Instructions to follow: Express every line of the records below as a JSON list of strings, one string per line, leaving out any blank lines.

Data provided:
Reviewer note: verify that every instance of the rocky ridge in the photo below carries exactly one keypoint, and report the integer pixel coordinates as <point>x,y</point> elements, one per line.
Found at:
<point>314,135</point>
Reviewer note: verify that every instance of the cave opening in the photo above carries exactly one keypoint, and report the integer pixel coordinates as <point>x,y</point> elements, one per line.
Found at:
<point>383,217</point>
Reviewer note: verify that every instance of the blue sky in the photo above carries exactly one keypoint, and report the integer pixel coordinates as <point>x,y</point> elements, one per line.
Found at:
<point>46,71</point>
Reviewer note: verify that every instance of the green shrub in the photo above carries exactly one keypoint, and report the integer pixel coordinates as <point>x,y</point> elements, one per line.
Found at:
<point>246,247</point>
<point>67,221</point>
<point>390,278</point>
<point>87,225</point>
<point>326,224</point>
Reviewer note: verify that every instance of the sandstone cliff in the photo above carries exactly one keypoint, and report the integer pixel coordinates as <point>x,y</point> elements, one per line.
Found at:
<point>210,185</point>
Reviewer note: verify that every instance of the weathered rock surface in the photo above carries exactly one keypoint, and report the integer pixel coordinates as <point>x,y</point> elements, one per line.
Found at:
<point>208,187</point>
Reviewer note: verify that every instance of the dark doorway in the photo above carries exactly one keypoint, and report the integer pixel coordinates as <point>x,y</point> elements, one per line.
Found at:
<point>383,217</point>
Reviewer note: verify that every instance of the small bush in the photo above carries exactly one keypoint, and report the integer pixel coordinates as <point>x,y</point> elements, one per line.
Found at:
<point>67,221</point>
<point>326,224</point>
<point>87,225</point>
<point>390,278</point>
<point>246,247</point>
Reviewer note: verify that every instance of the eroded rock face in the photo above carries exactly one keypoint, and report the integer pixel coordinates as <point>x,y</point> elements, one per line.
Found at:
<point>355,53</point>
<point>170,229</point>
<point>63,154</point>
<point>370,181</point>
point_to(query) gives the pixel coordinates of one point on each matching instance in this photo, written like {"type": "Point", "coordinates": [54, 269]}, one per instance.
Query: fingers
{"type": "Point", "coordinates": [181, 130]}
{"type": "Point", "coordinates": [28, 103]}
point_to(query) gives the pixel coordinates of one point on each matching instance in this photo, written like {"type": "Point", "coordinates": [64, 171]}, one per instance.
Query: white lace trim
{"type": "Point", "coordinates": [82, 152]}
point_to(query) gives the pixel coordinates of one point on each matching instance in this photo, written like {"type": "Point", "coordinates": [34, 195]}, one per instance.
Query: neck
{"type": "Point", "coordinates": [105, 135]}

Answer to the task:
[
  "Reviewer note: verify that every instance of the rocky ridge in the photo below carries exactly one keypoint, and report the integer pixel coordinates as <point>x,y</point> elements, one per line.",
  "Found at:",
  "<point>314,135</point>",
  "Reviewer note: verify that every instance of the cave opening in the photo above carries exactly one keypoint, and report the integer pixel coordinates as <point>x,y</point> elements, one per line.",
  "Found at:",
  "<point>383,217</point>",
  "Reviewer note: verify that every instance of the blue sky in the photo above carries exactly one keypoint, and report the integer pixel coordinates as <point>x,y</point> elements, one per line.",
  "Found at:",
  "<point>46,71</point>",
  "Reviewer note: verify that every instance of the green shrub in the photo above carries exactly one keypoint, and report the integer pixel coordinates as <point>x,y</point> elements, one per line.",
  "Found at:",
  "<point>246,247</point>",
  "<point>67,221</point>",
  "<point>390,278</point>",
  "<point>87,225</point>",
  "<point>326,224</point>",
  "Reviewer note: verify that every instance of the sandstone cliff in the photo above carries exactly one keypoint, and report the integer pixel coordinates as <point>x,y</point> elements, one per line.",
  "Found at:",
  "<point>210,185</point>",
  "Reviewer note: verify that every instance of the weathered rock surface in the photo above carries exactly one keypoint, and report the integer pixel coordinates as <point>x,y</point> elements, one per line.",
  "Found at:",
  "<point>208,187</point>",
  "Reviewer note: verify that every instance of the dark doorway in the photo above carries exactly one keypoint, and report the integer pixel coordinates as <point>x,y</point> elements, one per line.",
  "Found at:",
  "<point>383,217</point>",
  "Reviewer note: verify that every instance of the small bush in the photo above carries exactly one keypoint, and report the integer pixel coordinates as <point>x,y</point> elements, one per line.",
  "Found at:",
  "<point>67,221</point>",
  "<point>326,224</point>",
  "<point>87,225</point>",
  "<point>390,278</point>",
  "<point>246,247</point>",
  "Reviewer note: verify that every instance of the eroded rock face in the photo above carries exactly one keypoint, and report the integer pixel coordinates as <point>x,y</point> elements, one per line.",
  "Found at:",
  "<point>355,53</point>",
  "<point>170,229</point>",
  "<point>63,154</point>",
  "<point>370,181</point>",
  "point_to(query) gives the pixel coordinates of one point on each matching instance in this photo, written like {\"type\": \"Point\", \"coordinates\": [54, 269]}, one per instance.",
  "Query: fingers",
  "{\"type\": \"Point\", \"coordinates\": [181, 130]}",
  "{\"type\": \"Point\", \"coordinates\": [28, 103]}",
  "point_to(query) gives the pixel coordinates of one point on each matching instance in this photo, written like {\"type\": \"Point\", \"coordinates\": [64, 171]}, one per instance.",
  "Query: white lace trim",
  "{\"type\": \"Point\", \"coordinates\": [82, 152]}",
  "point_to(query) gives the pixel coordinates of one point on each matching instance in this photo, written like {\"type\": \"Point\", \"coordinates\": [34, 195]}, one per instance.",
  "Query: neck",
  "{\"type\": \"Point\", \"coordinates\": [105, 135]}"
]